### Task to carry out
Render each non-blank line of the listing as a string in a JSON list, one string per line.

Annotation records:
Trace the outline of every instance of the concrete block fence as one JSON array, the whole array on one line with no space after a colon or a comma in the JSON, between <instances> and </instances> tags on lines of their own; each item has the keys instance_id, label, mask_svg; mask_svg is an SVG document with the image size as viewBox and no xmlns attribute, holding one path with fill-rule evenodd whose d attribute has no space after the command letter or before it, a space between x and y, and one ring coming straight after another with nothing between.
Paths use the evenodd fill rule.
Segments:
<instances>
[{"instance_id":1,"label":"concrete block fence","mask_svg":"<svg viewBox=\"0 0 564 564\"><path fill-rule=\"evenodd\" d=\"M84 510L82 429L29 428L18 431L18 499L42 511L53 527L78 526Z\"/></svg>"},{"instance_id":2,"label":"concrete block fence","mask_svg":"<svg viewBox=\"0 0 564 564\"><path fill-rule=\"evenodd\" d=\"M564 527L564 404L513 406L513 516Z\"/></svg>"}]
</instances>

### Solution to this problem
[
  "Trace the outline of every instance of the concrete block fence as one JSON array, the whole array on one line with no space after a colon or a comma in the JSON, between <instances> and </instances> tags on lines of their own; each item has the keys instance_id, label, mask_svg; mask_svg is an SVG document with the image size as viewBox and no xmlns attribute, holding one path with fill-rule evenodd whose d attribute has no space after the command letter or before it, a space between x and y, and one ring coming straight after another with nothing between.",
  "Paths use the evenodd fill rule.",
  "Segments:",
  "<instances>",
  "[{\"instance_id\":1,\"label\":\"concrete block fence\",\"mask_svg\":\"<svg viewBox=\\\"0 0 564 564\\\"><path fill-rule=\\\"evenodd\\\" d=\\\"M84 510L82 429L29 428L18 431L18 499L42 511L53 527L78 526Z\\\"/></svg>\"},{\"instance_id\":2,\"label\":\"concrete block fence\",\"mask_svg\":\"<svg viewBox=\\\"0 0 564 564\\\"><path fill-rule=\\\"evenodd\\\" d=\\\"M564 527L564 404L513 406L513 516Z\\\"/></svg>\"}]",
  "</instances>"
]